* [Problem description]:
Reproduce the listing below line for line, leaving out the pictures.

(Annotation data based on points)
========================
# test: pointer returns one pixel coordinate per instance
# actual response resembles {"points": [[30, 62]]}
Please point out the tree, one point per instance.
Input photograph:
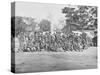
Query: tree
{"points": [[80, 16], [45, 25]]}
========================
* [Worked answer]:
# test: pointer returns one pixel coordinate per instance
# actual response resembles {"points": [[30, 62]]}
Please point out the tree, one point per instance.
Input photograph:
Query: tree
{"points": [[80, 16], [45, 25]]}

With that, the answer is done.